[begin Material provided]

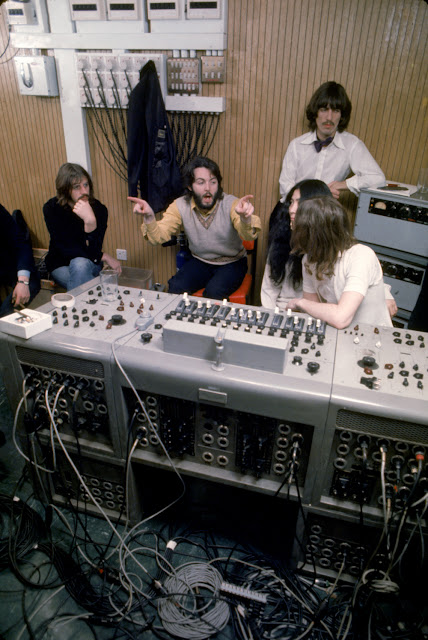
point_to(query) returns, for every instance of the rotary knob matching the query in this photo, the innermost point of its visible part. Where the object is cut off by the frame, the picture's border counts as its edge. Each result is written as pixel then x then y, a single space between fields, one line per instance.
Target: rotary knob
pixel 313 367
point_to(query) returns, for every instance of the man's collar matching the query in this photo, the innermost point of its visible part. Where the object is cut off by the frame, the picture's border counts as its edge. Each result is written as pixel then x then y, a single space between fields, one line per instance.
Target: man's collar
pixel 337 140
pixel 204 212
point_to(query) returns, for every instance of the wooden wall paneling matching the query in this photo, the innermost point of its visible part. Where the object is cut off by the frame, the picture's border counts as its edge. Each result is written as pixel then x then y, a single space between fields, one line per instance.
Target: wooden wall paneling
pixel 32 144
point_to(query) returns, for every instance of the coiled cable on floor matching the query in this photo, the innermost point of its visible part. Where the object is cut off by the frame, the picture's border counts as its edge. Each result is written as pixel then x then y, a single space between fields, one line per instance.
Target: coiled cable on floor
pixel 189 611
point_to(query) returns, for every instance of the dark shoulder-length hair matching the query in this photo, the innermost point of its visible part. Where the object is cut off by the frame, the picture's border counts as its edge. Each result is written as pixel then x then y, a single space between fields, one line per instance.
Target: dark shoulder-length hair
pixel 322 231
pixel 279 240
pixel 189 174
pixel 69 174
pixel 330 94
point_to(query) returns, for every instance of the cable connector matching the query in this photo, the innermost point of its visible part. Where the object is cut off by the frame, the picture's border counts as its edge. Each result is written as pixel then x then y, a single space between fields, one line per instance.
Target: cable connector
pixel 243 592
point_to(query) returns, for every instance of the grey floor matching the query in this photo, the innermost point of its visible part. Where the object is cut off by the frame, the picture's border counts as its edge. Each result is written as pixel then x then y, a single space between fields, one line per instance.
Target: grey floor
pixel 67 575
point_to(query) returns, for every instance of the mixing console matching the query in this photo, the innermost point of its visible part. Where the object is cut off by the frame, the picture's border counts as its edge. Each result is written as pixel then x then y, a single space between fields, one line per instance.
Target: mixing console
pixel 242 395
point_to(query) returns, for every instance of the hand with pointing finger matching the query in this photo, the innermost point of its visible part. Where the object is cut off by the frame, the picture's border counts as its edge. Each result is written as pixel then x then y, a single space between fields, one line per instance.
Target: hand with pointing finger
pixel 245 209
pixel 142 208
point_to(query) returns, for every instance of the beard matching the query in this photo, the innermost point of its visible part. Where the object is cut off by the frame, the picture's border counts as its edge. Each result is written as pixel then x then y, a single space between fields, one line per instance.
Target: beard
pixel 205 206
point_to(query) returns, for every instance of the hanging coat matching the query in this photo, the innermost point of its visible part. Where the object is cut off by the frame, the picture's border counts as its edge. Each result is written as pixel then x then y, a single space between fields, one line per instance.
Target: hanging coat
pixel 152 164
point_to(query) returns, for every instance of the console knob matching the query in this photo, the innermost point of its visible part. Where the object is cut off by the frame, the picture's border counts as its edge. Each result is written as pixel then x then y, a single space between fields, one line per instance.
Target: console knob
pixel 313 367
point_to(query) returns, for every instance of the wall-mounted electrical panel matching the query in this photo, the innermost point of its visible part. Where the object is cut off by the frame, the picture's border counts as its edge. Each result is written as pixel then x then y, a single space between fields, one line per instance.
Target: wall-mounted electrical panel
pixel 106 80
pixel 21 12
pixel 123 10
pixel 183 75
pixel 213 70
pixel 36 75
pixel 88 10
pixel 165 9
pixel 204 9
pixel 188 16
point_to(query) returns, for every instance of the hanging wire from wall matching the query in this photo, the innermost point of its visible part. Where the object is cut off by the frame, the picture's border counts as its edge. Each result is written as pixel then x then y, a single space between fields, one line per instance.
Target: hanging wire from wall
pixel 108 123
pixel 193 132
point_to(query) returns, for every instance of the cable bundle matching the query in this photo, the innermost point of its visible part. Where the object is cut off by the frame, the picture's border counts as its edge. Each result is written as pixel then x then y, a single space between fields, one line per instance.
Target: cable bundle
pixel 190 611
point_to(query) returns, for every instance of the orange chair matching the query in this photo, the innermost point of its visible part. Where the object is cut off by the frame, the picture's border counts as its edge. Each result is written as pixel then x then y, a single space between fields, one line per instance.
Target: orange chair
pixel 244 293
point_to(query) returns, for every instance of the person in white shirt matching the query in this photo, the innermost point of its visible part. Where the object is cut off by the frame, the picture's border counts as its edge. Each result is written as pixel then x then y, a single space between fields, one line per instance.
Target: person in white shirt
pixel 282 278
pixel 329 152
pixel 342 280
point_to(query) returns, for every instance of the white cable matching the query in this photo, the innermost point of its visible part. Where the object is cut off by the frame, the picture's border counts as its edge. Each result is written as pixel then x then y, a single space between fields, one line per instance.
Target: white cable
pixel 14 433
pixel 182 614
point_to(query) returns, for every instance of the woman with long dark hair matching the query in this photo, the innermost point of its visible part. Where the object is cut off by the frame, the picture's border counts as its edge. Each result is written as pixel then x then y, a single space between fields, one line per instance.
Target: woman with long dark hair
pixel 342 279
pixel 282 279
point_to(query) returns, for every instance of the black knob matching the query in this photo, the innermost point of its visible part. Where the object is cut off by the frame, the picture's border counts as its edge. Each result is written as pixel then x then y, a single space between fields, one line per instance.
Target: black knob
pixel 313 367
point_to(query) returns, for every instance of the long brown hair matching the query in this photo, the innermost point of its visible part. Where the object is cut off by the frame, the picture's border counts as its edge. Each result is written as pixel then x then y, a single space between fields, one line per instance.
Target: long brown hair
pixel 321 231
pixel 68 174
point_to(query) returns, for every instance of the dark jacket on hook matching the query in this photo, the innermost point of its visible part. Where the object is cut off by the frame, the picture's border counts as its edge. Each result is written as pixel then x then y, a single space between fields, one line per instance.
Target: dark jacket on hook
pixel 152 163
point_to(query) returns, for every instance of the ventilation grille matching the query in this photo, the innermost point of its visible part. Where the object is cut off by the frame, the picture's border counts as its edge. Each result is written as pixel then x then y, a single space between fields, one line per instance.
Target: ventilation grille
pixel 379 426
pixel 59 362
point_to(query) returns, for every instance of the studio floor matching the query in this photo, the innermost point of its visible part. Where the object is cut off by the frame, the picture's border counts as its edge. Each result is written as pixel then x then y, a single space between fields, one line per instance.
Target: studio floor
pixel 206 561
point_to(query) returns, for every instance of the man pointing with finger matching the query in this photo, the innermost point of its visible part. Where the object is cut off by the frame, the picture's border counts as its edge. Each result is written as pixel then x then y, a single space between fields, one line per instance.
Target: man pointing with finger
pixel 215 224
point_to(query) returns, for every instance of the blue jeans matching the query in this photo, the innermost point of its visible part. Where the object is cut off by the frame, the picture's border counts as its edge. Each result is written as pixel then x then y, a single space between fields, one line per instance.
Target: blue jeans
pixel 79 271
pixel 219 281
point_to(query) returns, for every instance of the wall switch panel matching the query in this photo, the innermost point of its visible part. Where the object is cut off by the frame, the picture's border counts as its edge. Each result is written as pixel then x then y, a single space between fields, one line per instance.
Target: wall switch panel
pixel 213 69
pixel 183 75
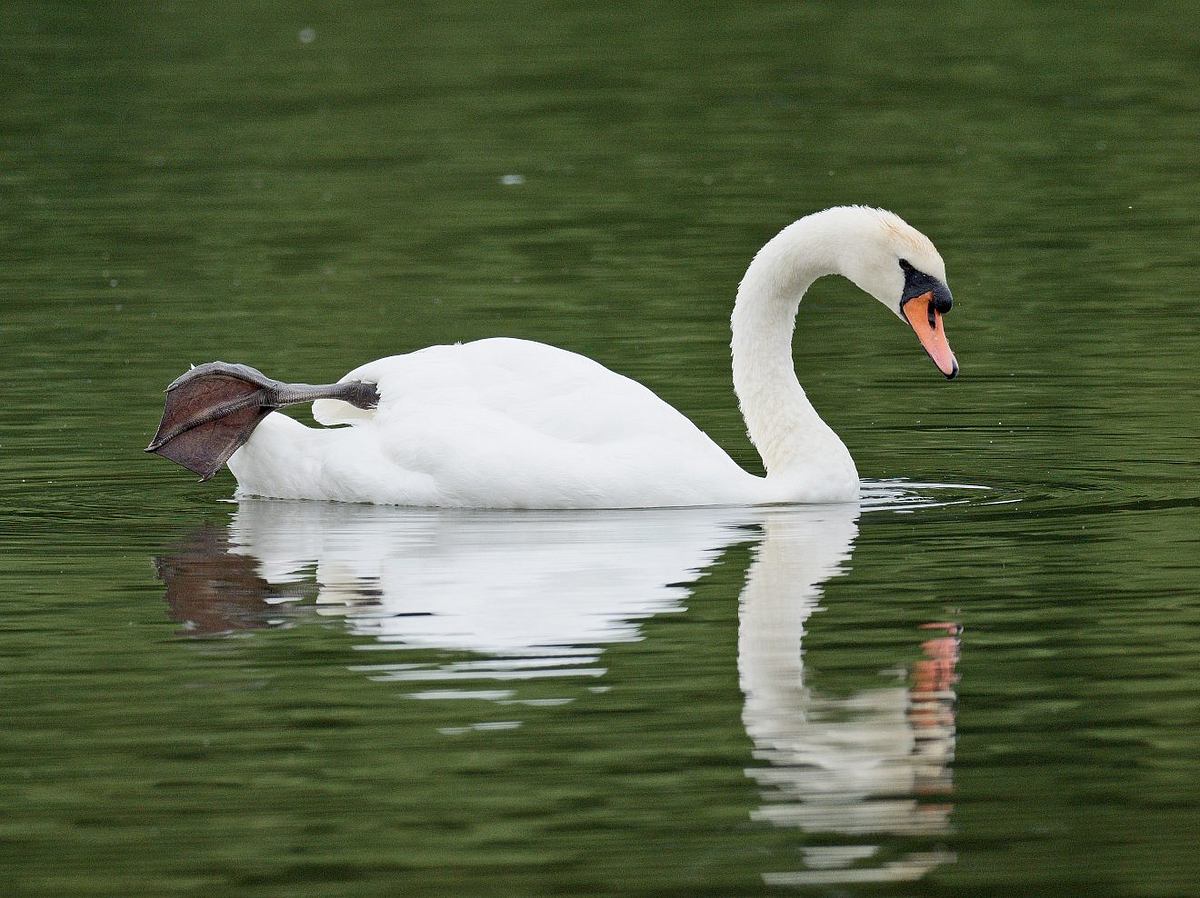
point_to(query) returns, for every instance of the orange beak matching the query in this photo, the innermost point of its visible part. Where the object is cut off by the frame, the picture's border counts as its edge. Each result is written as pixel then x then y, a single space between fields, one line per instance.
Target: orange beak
pixel 927 322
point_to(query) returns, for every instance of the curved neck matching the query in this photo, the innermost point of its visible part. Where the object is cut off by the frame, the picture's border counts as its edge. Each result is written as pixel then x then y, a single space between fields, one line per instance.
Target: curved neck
pixel 781 423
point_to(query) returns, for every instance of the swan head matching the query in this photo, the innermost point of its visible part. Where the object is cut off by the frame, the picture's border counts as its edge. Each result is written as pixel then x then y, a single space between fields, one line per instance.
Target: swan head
pixel 895 263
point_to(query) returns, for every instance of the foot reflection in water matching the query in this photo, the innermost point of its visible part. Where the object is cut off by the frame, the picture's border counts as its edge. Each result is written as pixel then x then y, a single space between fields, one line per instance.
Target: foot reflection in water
pixel 538 596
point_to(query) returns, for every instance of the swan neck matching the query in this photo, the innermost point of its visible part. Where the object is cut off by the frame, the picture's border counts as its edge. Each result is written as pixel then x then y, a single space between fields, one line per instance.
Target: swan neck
pixel 781 423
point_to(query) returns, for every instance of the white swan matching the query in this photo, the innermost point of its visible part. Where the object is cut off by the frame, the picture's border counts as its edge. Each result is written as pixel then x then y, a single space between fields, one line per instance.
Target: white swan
pixel 516 424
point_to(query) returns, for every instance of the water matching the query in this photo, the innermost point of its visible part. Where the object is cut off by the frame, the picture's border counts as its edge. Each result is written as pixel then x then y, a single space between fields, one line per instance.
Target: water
pixel 946 692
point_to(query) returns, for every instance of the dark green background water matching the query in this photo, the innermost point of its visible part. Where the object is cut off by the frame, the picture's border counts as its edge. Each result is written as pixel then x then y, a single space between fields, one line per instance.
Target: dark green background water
pixel 306 186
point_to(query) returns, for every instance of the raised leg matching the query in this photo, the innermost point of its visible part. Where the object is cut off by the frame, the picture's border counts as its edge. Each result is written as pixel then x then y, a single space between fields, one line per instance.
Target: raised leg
pixel 215 407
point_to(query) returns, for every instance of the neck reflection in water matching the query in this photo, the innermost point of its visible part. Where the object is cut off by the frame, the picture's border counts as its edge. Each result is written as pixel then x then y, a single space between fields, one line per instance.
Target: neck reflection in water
pixel 539 596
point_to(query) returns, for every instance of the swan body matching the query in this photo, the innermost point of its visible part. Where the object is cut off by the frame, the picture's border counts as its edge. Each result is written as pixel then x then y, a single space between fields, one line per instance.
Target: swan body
pixel 505 423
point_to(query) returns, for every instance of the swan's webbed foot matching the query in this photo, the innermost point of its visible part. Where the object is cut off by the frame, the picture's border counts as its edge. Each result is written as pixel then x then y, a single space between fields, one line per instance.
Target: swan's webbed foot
pixel 215 407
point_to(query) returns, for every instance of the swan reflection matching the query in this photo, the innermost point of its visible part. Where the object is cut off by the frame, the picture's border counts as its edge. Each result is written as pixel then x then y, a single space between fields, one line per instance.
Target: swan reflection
pixel 510 597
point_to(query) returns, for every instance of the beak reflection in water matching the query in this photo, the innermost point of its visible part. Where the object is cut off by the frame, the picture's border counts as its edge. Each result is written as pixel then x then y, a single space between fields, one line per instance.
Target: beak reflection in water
pixel 516 597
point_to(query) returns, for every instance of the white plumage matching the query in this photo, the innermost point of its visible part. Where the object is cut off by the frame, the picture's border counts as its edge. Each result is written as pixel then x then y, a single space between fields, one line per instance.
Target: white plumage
pixel 507 423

[end Material provided]

▶ **What is asked**
Reproduce the lines of the data above unchanged, from the line with "point_to(query) returns, for every instance of the wall-mounted" up to and including the line with "pixel 190 611".

▶ **Answer for this exercise**
point_to(query) returns, for every instance of the wall-mounted electrical panel matching the query in this photo, the innermost point of its visible part. Where the object is cut off by the frame, the picture's border counts as its edge. Each result is written as pixel then x then y, a single space between fields, one line per instance.
Target: wall-mounted electrical panel
pixel 106 80
pixel 21 12
pixel 123 10
pixel 183 75
pixel 213 70
pixel 36 75
pixel 88 10
pixel 165 9
pixel 204 9
pixel 188 16
point_to(query) returns, for every instance of the hanging wire from wall matching the query in this photo, the innermost point of its visible part. Where the object is cut off by the frame, the picture's border counts as its edge. Each result is written as pixel then x then y, a single space between fields, one line per instance.
Target: hanging wire from wall
pixel 108 123
pixel 193 132
point_to(query) returns, for every instance of the cable bundle matching the query in this photo, the innermost point of its visible part. Where the object is cut off by the frame, the picture's border counts as its edge. Each result is written as pixel then x then y, a single space between fields, one line per instance.
Target: cable bundle
pixel 190 611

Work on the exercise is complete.